→ EXERCISE:
From the entries below, pull out each line where "backpack" appears.
━━━ SUPPLIED RECORDS
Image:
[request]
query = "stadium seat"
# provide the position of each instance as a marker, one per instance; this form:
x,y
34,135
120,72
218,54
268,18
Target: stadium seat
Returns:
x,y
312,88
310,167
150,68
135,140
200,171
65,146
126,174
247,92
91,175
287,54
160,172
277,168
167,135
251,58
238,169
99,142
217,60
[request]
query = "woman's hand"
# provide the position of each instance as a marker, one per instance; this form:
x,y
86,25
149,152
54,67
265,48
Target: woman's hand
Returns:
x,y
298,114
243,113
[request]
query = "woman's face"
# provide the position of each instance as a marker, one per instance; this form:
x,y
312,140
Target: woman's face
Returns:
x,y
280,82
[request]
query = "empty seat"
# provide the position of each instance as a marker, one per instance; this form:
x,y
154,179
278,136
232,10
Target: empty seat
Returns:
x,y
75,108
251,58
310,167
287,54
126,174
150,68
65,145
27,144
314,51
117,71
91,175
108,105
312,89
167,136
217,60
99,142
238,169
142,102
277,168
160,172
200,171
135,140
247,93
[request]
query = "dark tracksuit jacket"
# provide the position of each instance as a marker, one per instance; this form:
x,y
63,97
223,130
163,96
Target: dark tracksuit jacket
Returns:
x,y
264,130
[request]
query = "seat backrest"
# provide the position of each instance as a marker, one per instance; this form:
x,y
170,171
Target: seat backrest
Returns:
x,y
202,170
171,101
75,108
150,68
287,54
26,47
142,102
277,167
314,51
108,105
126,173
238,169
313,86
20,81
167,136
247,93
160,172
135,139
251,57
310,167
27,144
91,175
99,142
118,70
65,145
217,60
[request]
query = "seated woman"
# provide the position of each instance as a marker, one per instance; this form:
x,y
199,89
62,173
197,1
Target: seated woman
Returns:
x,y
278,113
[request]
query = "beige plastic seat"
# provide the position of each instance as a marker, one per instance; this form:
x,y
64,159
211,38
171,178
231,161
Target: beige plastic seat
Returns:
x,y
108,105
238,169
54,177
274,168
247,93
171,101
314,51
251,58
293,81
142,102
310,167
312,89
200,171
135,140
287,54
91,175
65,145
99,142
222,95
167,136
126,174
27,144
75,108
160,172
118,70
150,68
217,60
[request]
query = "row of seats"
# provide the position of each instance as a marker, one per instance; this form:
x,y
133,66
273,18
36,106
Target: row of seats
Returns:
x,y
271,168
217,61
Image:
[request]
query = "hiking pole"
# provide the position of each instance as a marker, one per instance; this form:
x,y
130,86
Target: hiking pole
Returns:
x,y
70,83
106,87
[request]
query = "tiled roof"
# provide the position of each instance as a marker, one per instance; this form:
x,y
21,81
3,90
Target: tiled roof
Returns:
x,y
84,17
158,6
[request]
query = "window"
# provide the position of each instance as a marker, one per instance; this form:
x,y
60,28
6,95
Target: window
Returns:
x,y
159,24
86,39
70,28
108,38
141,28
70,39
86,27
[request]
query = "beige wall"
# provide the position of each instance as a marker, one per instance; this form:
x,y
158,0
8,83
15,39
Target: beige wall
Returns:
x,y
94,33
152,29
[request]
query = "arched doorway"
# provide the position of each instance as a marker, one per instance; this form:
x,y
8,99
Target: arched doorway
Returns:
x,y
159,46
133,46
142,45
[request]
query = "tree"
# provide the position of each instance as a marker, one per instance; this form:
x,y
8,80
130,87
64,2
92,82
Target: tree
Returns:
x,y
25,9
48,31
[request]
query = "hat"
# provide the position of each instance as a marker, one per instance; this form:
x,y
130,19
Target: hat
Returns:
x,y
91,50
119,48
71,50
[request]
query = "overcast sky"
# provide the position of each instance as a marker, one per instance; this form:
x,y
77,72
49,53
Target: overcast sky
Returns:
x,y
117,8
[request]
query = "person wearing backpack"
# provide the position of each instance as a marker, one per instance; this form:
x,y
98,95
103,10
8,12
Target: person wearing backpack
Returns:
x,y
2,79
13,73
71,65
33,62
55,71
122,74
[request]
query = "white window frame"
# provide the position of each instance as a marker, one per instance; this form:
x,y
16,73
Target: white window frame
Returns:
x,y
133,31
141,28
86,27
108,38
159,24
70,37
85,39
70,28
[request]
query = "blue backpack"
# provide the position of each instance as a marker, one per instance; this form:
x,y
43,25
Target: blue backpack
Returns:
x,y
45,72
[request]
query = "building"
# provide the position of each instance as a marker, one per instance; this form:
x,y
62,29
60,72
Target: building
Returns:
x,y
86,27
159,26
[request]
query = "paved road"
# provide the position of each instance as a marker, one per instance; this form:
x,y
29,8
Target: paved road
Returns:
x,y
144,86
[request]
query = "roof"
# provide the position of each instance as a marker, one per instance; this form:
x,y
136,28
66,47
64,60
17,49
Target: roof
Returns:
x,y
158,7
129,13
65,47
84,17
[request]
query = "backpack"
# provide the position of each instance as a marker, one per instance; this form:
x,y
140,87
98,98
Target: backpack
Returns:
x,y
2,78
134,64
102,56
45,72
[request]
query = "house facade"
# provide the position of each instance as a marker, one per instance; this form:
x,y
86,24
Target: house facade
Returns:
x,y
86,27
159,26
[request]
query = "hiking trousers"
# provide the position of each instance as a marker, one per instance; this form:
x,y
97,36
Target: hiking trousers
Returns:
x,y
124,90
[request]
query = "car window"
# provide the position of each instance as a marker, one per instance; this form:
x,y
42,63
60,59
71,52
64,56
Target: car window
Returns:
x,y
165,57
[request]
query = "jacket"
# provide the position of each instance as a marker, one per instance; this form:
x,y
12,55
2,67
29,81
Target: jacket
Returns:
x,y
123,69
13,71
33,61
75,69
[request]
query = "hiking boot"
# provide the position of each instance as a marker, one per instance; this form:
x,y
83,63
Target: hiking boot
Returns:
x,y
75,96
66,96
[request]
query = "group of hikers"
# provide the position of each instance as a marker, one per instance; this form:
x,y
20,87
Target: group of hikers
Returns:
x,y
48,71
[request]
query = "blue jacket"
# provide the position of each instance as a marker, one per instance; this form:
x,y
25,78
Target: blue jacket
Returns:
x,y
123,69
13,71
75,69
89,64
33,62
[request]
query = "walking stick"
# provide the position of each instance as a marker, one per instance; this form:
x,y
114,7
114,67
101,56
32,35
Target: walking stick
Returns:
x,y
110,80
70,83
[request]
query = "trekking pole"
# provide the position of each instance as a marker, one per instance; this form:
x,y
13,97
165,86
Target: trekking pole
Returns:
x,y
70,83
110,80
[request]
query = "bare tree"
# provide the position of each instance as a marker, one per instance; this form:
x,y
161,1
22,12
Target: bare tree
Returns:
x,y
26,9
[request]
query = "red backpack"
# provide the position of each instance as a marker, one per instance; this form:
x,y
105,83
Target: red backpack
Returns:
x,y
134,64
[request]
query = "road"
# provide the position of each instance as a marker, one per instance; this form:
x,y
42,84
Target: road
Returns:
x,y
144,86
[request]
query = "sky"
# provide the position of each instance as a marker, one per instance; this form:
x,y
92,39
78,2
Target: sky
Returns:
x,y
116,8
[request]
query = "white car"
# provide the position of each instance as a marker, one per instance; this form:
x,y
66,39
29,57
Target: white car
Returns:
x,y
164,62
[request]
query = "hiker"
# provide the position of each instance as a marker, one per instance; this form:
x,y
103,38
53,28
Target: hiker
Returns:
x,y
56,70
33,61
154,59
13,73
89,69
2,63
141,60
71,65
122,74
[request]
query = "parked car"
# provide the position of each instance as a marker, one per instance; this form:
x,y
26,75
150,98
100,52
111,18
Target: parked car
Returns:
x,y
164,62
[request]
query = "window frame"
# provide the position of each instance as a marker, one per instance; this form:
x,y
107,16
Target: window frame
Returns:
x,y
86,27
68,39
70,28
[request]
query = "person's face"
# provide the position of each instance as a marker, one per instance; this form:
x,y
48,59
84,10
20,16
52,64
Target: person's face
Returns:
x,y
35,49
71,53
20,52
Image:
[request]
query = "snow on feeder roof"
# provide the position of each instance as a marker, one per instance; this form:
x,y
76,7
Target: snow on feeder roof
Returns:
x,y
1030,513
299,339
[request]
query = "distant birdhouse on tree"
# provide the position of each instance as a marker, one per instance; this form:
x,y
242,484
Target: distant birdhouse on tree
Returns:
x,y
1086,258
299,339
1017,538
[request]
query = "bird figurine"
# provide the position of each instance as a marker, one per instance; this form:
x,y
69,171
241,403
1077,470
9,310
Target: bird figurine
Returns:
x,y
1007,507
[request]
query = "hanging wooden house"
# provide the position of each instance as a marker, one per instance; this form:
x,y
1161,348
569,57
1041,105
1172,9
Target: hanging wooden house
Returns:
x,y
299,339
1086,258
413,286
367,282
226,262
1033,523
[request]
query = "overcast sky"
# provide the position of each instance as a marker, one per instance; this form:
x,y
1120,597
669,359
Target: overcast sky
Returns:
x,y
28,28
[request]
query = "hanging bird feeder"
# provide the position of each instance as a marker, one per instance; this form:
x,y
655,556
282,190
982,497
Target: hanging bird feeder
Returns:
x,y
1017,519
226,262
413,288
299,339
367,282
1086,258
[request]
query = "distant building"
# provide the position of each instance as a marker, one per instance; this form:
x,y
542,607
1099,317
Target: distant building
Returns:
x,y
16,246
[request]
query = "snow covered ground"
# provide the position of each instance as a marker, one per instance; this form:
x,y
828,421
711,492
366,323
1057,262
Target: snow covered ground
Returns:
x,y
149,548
━━━━━━
→ RESPONSE TO THIS EXERCISE:
query = "person wearing backpack"
Target: person wearing backpack
query = "blue backpack"
Target: blue backpack
query = "backpack"
Target: backpack
query = "red backpack"
Target: red backpack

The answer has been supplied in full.